*What is asked*:
1. According to the text on affirmative action, in what year was the term first used to describe US government policy?
2. Carry on writing the text about affirmative action, starting after its last sentence.

[START Extract provided]

Affirmative action is a subject of controversy. Some policies adopted as affirmative action, such as racial quotas or gender quotas for collegiate admission, have been criticized as a form of reverse discrimination, an implementation ruled unconstitutional by the U.S. Supreme Court in 2003, though the Court also upheld affirmative action as a practice in a court case held simultaneously that year.
History of the Term
Affirmative action in the United States began as a tool to address the persisting inequalities for African Americans in the 1960s. This specific term was first used to describe US government policy in 1961. Directed to all government contracting agencies, President John F. Kennedy’s Executive Order 10925 mandated “affirmative action to ensure that applicants are employed, and that employees are treated during employment, without regard to their race, creed, color, or national origin. ”
Four years later, President Lyndon B. Johnson outlined the basic social science view that supports such policies:
“Men and women of all races are born with the same range of abilities. But ability is not just the product of birth. Ability is stretched or stunted by the family that you live with, and the neighborhood you live in—by the school you go to and the poverty or the richness of your surroundings. It is the product of a hundred unseen forces playing upon the little infant, the child, and finally the man.”
Arguments Against Affirmative Action
The controversy surrounding affirmative action’s effectiveness is often based on the idea of class inequality. Opponents of racial affirmative action argue that the program actually benefits middle- and upper-class African Americans and Hispanic Americans at the expense of lower class European Americans and Asian Americans. This argument supports the idea of solely class-based affirmative action. America’s poor is disproportionately made up of people of color, so class-based affirmative action would disproportionately help people of color. This would eliminate the need for race-based affirmative action as well as reducing any disproportionate benefits for middle and upper class people of color.

[END Extract provided]
[START Provided material]

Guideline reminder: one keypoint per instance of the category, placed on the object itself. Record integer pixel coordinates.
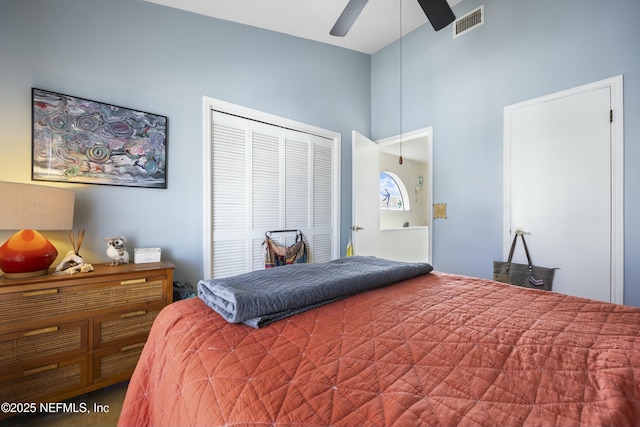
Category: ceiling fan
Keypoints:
(438, 11)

[END Provided material]

*Solved tasks*:
1. 1961

2.
Other opponents of affirmative action call it reverse discrimination, saying affirmative action requires the very discrimination it is seeking to eliminate. According to these opponents, this contradiction makes affirmative action counter-productive. Other opponents say affirmative action causes unprepared applicants to be accepted in highly demanding educational institutions or jobs which result in eventual failure. Other opponents say that affirmative action lowers the bar, and so denies those who strive for excellence on their own merit and the sense of real achievement.
Some opponents further claim that affirmative action has undesirable side-effects and that it fails to achieve its goals. They argue that it hinders reconciliation, replaces old wrongs with new wrongs, undermines the achievements of minorities, and encourages groups to identify themselves as disadvantaged even if they are not. It may increase racial tension and benefit the more privileged people within minority groups at the expense of the disenfranchised within majority groups (such as lower-class whites). Some opponents believe, among other things, that affirmative action devalues the accomplishments of people who belong to a group it is supposed to help, therefore making affirmative action counter-productive.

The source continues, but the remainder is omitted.